**Records to process:**
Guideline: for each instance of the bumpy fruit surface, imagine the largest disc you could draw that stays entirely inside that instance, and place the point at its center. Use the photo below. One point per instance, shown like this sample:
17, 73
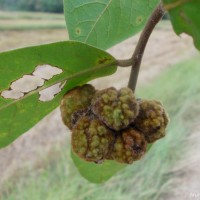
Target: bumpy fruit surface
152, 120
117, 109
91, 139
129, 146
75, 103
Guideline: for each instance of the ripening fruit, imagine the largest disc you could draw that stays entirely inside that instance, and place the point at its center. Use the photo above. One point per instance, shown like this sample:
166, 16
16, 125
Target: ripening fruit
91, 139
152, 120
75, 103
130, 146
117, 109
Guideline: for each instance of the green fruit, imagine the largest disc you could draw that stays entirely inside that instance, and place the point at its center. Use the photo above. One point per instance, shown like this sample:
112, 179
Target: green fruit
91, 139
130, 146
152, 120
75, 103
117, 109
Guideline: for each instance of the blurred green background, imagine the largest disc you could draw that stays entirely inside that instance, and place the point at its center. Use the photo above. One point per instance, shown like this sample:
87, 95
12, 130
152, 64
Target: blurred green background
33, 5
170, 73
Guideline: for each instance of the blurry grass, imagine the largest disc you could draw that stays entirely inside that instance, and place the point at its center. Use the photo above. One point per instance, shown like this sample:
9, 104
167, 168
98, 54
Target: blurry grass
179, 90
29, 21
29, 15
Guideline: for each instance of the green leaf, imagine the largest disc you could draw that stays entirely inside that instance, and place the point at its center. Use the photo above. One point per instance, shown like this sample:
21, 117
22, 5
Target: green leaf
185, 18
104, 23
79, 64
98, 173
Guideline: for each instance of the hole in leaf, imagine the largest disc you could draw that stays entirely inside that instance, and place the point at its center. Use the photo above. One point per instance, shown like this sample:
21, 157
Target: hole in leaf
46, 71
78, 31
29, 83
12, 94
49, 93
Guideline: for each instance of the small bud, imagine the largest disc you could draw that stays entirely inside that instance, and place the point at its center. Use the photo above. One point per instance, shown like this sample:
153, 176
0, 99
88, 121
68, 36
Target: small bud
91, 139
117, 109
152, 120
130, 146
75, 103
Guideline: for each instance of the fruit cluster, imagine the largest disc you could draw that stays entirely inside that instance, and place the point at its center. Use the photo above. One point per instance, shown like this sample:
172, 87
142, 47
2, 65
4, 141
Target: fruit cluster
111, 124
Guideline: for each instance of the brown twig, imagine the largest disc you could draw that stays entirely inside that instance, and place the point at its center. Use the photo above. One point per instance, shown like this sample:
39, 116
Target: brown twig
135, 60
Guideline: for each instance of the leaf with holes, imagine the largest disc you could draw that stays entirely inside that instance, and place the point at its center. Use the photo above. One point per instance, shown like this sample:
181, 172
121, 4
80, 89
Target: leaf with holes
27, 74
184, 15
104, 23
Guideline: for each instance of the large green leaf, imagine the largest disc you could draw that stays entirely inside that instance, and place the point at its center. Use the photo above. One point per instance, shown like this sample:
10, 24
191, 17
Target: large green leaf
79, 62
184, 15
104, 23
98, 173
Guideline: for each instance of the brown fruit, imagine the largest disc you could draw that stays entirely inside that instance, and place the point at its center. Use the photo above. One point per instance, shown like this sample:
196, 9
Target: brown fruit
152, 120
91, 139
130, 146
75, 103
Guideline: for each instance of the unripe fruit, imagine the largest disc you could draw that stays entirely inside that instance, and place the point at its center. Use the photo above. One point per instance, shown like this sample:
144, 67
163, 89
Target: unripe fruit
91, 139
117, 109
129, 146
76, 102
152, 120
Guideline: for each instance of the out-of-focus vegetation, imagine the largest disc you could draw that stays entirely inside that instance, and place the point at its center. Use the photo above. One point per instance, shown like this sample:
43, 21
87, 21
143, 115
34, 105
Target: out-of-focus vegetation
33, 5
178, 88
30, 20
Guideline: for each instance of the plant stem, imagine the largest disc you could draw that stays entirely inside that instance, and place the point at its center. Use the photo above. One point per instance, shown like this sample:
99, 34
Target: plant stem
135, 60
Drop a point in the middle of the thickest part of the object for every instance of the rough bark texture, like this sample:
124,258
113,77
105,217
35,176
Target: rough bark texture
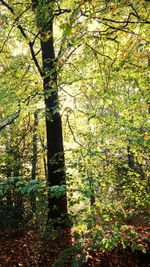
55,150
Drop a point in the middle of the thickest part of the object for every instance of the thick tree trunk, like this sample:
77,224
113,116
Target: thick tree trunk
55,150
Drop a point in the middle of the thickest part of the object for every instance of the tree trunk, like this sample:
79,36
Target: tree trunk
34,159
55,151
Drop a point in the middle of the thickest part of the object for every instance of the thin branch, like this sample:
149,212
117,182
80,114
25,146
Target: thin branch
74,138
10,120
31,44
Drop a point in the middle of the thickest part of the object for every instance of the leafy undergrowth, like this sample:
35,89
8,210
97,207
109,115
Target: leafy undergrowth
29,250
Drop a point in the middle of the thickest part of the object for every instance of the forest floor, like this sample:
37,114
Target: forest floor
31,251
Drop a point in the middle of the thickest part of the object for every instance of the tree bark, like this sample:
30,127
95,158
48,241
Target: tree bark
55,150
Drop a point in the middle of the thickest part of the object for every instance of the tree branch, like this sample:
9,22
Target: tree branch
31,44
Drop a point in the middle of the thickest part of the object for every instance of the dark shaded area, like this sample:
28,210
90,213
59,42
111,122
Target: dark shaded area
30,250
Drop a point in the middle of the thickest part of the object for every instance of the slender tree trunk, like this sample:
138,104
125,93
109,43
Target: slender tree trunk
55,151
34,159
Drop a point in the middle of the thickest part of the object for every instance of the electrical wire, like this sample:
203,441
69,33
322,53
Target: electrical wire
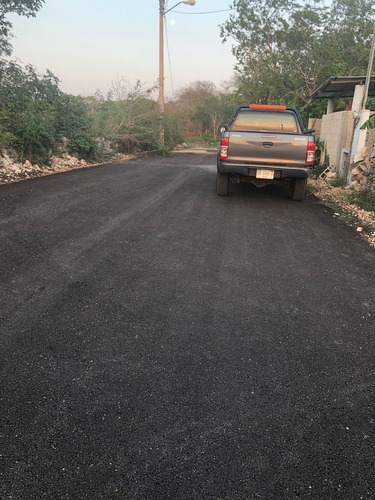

**Required task:**
Could you move the lines of the items above into your reply, from the line with "tree branch, like" up to and including the last line of the items, adding 97 to every answer point coordinate but leaving the "Drop a point" lines and their sample coordinates unchanged, and leaving out the pictures?

**Answer to this exercise:**
Drop a point in the middle of the thickest part of the object for every instance of the tree branch, like this sample:
9,22
Target: tree branch
128,141
Drop a point in the middle of the thickest part of the object for every instance of the dark shaded area, like this sample:
28,210
90,213
59,42
111,122
Target: dark shaded area
127,347
Drop a point in the middle of the thickest part of the object for every instance of the slender tree trunk, like this sample:
138,104
125,93
109,43
Target: slender tree trunk
152,248
131,256
Drop a point in the middle of the thickest part of the object for every instance of the electrical wire, like this sample:
203,441
69,33
322,53
Target: electrical wire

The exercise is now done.